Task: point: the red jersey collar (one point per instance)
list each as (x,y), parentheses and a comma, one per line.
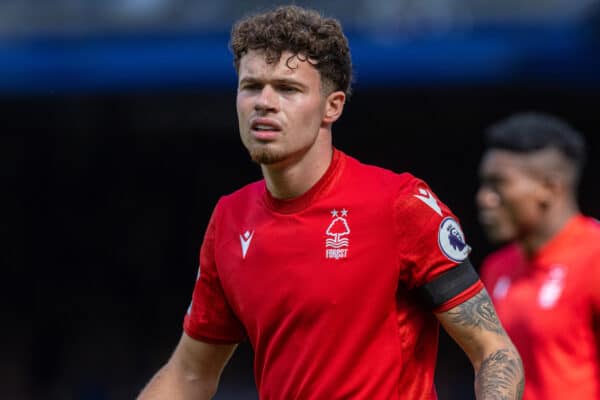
(290,206)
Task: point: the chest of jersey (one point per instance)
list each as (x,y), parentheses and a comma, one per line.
(332,264)
(543,307)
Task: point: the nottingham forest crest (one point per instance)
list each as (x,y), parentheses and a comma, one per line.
(338,231)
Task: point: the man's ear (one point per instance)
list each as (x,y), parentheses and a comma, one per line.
(334,105)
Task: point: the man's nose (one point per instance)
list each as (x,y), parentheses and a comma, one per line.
(487,197)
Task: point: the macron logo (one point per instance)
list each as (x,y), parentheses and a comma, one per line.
(245,240)
(427,198)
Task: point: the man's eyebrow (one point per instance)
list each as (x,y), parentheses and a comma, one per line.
(276,81)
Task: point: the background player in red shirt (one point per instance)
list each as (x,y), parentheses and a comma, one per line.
(338,273)
(546,282)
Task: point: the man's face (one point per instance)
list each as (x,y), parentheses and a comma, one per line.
(510,196)
(280,107)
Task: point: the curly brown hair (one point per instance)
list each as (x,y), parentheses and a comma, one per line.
(305,33)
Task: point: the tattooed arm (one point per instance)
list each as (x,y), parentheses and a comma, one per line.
(474,325)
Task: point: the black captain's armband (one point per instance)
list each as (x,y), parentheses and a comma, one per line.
(448,285)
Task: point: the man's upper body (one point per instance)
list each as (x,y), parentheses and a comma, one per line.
(325,285)
(545,283)
(319,264)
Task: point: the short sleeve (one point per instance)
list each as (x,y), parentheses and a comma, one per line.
(430,238)
(209,317)
(595,285)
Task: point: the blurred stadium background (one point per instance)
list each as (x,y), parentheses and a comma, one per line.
(119,134)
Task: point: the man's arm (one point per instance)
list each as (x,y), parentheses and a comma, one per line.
(474,325)
(192,372)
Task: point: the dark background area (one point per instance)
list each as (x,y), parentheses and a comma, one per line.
(105,199)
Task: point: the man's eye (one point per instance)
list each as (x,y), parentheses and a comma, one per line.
(251,86)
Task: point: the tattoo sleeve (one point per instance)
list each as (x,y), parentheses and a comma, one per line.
(477,312)
(500,375)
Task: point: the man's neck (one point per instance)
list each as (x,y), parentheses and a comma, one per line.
(296,177)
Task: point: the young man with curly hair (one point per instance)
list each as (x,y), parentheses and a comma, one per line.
(545,280)
(337,272)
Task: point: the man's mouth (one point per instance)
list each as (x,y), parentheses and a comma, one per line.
(265,129)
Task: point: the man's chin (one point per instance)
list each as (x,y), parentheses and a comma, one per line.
(266,156)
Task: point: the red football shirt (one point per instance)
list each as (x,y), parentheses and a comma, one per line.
(548,305)
(321,284)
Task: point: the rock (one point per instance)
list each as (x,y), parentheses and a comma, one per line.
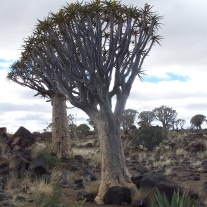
(79,158)
(23,138)
(139,203)
(38,166)
(87,195)
(78,186)
(197,147)
(135,179)
(116,195)
(77,181)
(93,176)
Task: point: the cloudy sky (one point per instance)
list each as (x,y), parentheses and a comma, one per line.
(176,71)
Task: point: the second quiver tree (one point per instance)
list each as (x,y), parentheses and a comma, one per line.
(198,120)
(128,118)
(27,72)
(93,52)
(165,115)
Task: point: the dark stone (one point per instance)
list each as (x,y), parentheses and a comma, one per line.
(139,203)
(23,138)
(20,199)
(79,186)
(38,166)
(77,181)
(136,178)
(79,158)
(93,176)
(4,170)
(88,196)
(116,195)
(26,154)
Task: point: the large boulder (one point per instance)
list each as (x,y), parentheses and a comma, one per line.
(38,166)
(22,138)
(117,195)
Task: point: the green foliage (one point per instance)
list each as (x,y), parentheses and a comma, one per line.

» **Aim of the exercise**: Without the pictures, reproduce every line of the records above exactly.

» **Response for this exercise**:
Task: point: the red jersey collar (one point per instance)
list each as (x,y), parentheses and a comma, one per line.
(290,206)
Task: point: the chest of jersey (one point per instance)
list each as (x,y), parentheses and a comma, one per line.
(332,264)
(543,307)
Task: point: the nottingham forest crest (one point per instance)
list each as (x,y), parentheses and a comma, one per line.
(338,231)
Task: point: the man's ear (one point per instance)
list each as (x,y), parentheses and a comma, one per line.
(334,105)
Task: point: the man's nose (one point per instance)
list each as (x,y), parentheses and a comma, one per line.
(487,197)
Task: point: the macron logo (one point per instance)
list each as (x,y), parentheses and a comma, one per line.
(245,240)
(427,198)
Task: point: the man's eyebrow (one point per instance)
list each as (x,y), parentheses and a comma, one per line.
(276,81)
Task: point: the background player in red shirt (one point per instance)
list each as (x,y), parentheses and a comma, one per line.
(338,273)
(546,282)
Task: point: the man's face (one point per instance)
list each as (x,y), parentheses and a comma, one per line.
(510,196)
(280,107)
Task: point: the curly brown hair (one point per instance)
list each as (x,y), parentheses and a comma, one per line.
(305,33)
Task: point: the tattooed arm (one point per instance)
list each as (x,y), parentheses and a comma, one per line.
(474,325)
Task: point: the black captain's armband (one point per instance)
list each as (x,y), parentheses and a comma, one per line.
(448,285)
Task: point: the man's upper body (one point per instance)
list each as (x,y), parentheses and a comma, one per line.
(325,285)
(545,283)
(319,264)
Task: point: the short sleeve (one point per instance)
list each as (x,y), parentheses and a comma, one per line.
(430,238)
(209,317)
(595,285)
Task: point: the blurred stadium background (one point per instance)
list each as (x,y), parentheses and a comma, one per line.
(119,134)
Task: point: the man's arm (one point per instance)
list each as (x,y), parentheses and a comma, one per line.
(474,325)
(192,372)
Task: point: the dark background area (one point per instance)
list each as (x,y), parentheses and a comma, one per line.
(105,199)
Task: point: the man's eye (one point per instance)
list each as (x,y), parentheses and a comma, one per line.
(251,86)
Task: point: the tattoo sleeve (one point per instance)
list each as (x,y), parentheses and a comma, one per line.
(477,312)
(500,375)
Task: point: the man's neck (one point per instance)
list each as (x,y), parentheses and a comma, one per line.
(296,177)
Task: point: the young man with curly hair (one point per instance)
list each as (x,y), parentheses and a comma, one per line.
(545,280)
(337,272)
Task: point: the man's mouth (one point per instance)
list each as (x,y), parentheses and a comma, one per line.
(265,129)
Task: point: the man's chin (one point per instance)
list each as (x,y), parentheses and a comma, one per line.
(266,156)
Task: point: the red football shirt (one point per instance)
list each as (x,y), parentheses and a comma, one per line.
(548,305)
(321,284)
Task: point: the rock (one point per instance)
list each as (x,y), parentheses and a comma, one per line.
(79,158)
(23,138)
(139,203)
(38,166)
(87,195)
(78,186)
(197,147)
(135,179)
(116,195)
(77,181)
(93,176)
Task: point: the cloudy sky (one point per instance)
list each as (x,y), parentheses and a comma, one per line.
(176,71)
Task: point: the second quiver tree (one point per instance)
list each as (x,y), parentheses and a comma, one per line.
(198,120)
(128,118)
(27,72)
(93,52)
(165,115)
Task: point: the dark stone (one point per instance)
list each as (x,y), parentheses and a comma, one per line.
(139,203)
(23,138)
(20,199)
(79,186)
(38,166)
(77,181)
(136,178)
(79,158)
(93,176)
(4,170)
(88,196)
(116,195)
(26,154)
Task: point: the large boulder (one point per instance)
list each as (x,y), parentheses and a comma, one per line.
(38,166)
(22,138)
(117,195)
Task: point: the green foliage (one point per instance)
list each as (x,y), parentheses and a comma, one per line.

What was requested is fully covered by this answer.